EXERCISE DESCRIPTION
Write out every single entry exactly.

RECORD EXCERPTS

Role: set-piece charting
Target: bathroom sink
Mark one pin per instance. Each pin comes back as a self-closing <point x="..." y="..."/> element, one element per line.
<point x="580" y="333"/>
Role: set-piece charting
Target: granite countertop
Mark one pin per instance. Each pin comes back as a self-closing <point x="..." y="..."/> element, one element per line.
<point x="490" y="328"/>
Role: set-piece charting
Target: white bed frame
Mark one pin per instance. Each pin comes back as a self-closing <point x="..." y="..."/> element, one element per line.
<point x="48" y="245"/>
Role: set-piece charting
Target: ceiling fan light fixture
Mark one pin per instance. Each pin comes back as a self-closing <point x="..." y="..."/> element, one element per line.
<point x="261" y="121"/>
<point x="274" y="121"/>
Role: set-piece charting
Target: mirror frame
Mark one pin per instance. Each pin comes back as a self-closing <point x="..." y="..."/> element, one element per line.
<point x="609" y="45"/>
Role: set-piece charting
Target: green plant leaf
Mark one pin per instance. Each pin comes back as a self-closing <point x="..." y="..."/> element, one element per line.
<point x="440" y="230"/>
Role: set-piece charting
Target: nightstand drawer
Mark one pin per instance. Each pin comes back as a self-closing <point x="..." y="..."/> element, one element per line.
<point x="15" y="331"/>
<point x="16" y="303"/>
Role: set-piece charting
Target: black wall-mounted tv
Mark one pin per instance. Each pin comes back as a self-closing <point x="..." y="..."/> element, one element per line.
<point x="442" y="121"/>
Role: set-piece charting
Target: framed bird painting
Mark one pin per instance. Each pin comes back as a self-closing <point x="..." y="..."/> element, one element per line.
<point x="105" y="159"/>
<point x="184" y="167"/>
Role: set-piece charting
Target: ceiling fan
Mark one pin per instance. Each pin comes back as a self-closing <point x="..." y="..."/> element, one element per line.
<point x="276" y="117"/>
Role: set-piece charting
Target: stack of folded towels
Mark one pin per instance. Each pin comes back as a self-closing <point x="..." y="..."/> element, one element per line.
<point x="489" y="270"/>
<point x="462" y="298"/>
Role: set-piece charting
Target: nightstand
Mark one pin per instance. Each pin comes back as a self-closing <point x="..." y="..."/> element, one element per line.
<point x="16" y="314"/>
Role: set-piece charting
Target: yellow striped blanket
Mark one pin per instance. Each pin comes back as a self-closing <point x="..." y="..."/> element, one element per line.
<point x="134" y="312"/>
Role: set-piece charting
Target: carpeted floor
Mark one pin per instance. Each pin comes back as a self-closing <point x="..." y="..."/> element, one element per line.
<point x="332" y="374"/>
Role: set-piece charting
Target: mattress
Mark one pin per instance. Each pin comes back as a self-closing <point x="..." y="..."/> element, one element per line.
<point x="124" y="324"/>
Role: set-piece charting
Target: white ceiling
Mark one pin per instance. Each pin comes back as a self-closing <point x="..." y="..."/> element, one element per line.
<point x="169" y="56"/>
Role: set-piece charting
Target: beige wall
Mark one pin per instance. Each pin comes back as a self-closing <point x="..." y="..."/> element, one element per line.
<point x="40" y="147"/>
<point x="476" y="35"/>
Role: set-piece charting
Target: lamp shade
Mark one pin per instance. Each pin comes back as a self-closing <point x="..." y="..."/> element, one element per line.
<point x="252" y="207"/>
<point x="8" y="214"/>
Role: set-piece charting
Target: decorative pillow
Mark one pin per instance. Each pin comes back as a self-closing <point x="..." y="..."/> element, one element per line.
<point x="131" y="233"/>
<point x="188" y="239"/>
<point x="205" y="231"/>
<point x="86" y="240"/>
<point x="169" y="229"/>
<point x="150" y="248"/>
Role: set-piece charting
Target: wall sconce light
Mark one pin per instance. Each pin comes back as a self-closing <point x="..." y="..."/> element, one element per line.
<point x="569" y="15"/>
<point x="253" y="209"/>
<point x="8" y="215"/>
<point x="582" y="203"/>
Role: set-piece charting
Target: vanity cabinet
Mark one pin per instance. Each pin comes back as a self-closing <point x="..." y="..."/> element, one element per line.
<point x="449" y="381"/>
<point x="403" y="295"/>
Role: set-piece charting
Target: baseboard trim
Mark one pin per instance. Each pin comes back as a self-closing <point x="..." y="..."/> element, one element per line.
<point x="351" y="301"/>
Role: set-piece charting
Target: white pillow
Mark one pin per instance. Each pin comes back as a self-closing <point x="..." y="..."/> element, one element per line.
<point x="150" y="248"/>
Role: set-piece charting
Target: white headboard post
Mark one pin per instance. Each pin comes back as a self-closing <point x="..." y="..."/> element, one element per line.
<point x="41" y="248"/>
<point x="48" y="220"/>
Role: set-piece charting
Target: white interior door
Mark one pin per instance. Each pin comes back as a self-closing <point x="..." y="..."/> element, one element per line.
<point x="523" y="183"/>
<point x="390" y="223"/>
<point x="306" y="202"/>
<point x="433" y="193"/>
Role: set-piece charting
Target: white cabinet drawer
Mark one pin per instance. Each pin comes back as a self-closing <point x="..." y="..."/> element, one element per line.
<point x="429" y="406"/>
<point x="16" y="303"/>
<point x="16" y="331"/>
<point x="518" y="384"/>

PROBLEM SOLUTION
Role: set-piece charting
Target: bathroom sink
Mark one pin per instance. Each pin comes back as a self-closing <point x="..." y="..."/> element, one element per line.
<point x="580" y="333"/>
Role: set-piece charting
Target: granite countertop
Mark one pin per instance. Each pin comes back as a self-closing <point x="..." y="..."/> element, one element per line.
<point x="490" y="328"/>
Role: set-piece charting
Target: white bed frame
Mark one pin per instance. Each pin comes back as a self-closing <point x="..." y="..."/> element, one element per line.
<point x="48" y="245"/>
Role: set-piece charting
Target: ceiling fan light fixture
Mark one pin per instance. Each pin comes back as a self-closing <point x="..." y="..."/> element, one element per line.
<point x="261" y="121"/>
<point x="274" y="121"/>
Role: set-piece charting
Target: mirror frame
Mark one pin per instance. Each pin comes back as a self-closing <point x="..." y="..."/> element, one element per line.
<point x="609" y="45"/>
Role: set-piece charting
Target: green plant leaf
Mark one pin per instance. Each pin comes back as a self-closing <point x="..." y="..."/> element, one element per line.
<point x="440" y="230"/>
Role: set-piece charting
Target: nightstand drawer
Mark one pin per instance. Each pin comes back as a self-closing <point x="..." y="..."/> element, one element per line.
<point x="15" y="331"/>
<point x="16" y="303"/>
Role: set-piece charting
Target: black wall-mounted tv
Mark one pin per instance. Each pin comes back as a self-closing <point x="..." y="..."/> element, one element per line.
<point x="442" y="121"/>
Role: set-piece charting
Target: framed bird painting
Mark one pin per instance. Each pin comes back as a self-closing <point x="..." y="..."/> element, one element per line.
<point x="105" y="159"/>
<point x="184" y="167"/>
Role: set-piece charting
Target: ceiling fan
Mark one pin per instance. Each pin comes back as a self-closing <point x="..." y="..."/> element, one element per line.
<point x="276" y="117"/>
Role: set-piece charting
Target: stack of folded towels
Mark one pin per instance. Each pin comes back as a self-closing <point x="..." y="..."/> element, one element per line.
<point x="489" y="270"/>
<point x="462" y="298"/>
Role: set-piece charting
Target: nightstand
Mark one pin per instance. Each pin comes back as a self-closing <point x="..." y="..."/> element, one element per line.
<point x="16" y="314"/>
Role: set-piece charting
Target: yellow striped blanket
Mark one pin per instance. Each pin comes back as a self-closing <point x="..." y="..."/> element, one element per line.
<point x="134" y="312"/>
Role: set-piece charting
Target: carpeted floor
Mark one pin per instance. Each pin comes back as a self-closing <point x="..." y="..."/> element, one element per line.
<point x="332" y="374"/>
Role: set-piece charting
Target: mattress
Mark one pin per instance. Each pin comes back as a self-closing <point x="..." y="..."/> element, one element per line.
<point x="124" y="324"/>
Role: set-piece charting
Target: white ceiling
Mark one pin per instance. Each pin comes back as a self-closing <point x="..." y="..."/> element, one element per line.
<point x="169" y="56"/>
Role: set-piece charting
Target: beige wall
Mark one pin per instance. Each pin comes back as a self-closing <point x="..." y="..."/> element, one element per line.
<point x="40" y="147"/>
<point x="476" y="35"/>
Role: set-piece charting
Target: lamp shade
Mark one pin per instance. Each pin comes back as a self-closing <point x="..." y="..."/> element, one element per line.
<point x="252" y="207"/>
<point x="8" y="214"/>
Role: set-piece charting
Target: decorative pillow
Mark one pin per instance. Each pin comes back as a self-closing <point x="..." y="..."/> element, one element per line.
<point x="131" y="233"/>
<point x="188" y="239"/>
<point x="205" y="231"/>
<point x="86" y="240"/>
<point x="169" y="229"/>
<point x="150" y="248"/>
Role: set-piece charting
Target: wall sconce light
Mark one pin per instance. Each pin comes back as a self-closing <point x="..." y="..."/> element, one element per line.
<point x="569" y="15"/>
<point x="253" y="209"/>
<point x="8" y="215"/>
<point x="582" y="203"/>
Role: set-piece charting
Target: vanity cabinet
Mark one pin per instance. Each pin comes back as a self-closing <point x="..." y="..."/> element, one element per line.
<point x="449" y="381"/>
<point x="403" y="295"/>
Role: set-piece charting
Target: baseboard trim
Mark one pin per instance. Each pin comes back as a self-closing <point x="..." y="..."/> element, one element per line.
<point x="351" y="301"/>
Role: set-piece charting
Target: white pillow
Mark one pin per instance. Each pin comes back as a self-closing <point x="..." y="..."/> element, one element per line.
<point x="150" y="248"/>
Role: set-piece charting
Target: white headboard post
Mark one pin per instance. Each pin comes back as a self-closing <point x="..." y="..."/> element, one element per line.
<point x="41" y="248"/>
<point x="48" y="220"/>
Role: set-piece charting
Target: white interior door
Mark one pin per instance. Each pin comes back as a self-closing <point x="..." y="..."/> element, one element per line.
<point x="523" y="183"/>
<point x="390" y="223"/>
<point x="306" y="202"/>
<point x="433" y="193"/>
Role: set-piece charting
Target: white cabinet drawer
Mark one pin per instance. Each pin comes back as a self-closing <point x="..." y="..."/> element, one element per line.
<point x="429" y="406"/>
<point x="16" y="303"/>
<point x="16" y="331"/>
<point x="518" y="384"/>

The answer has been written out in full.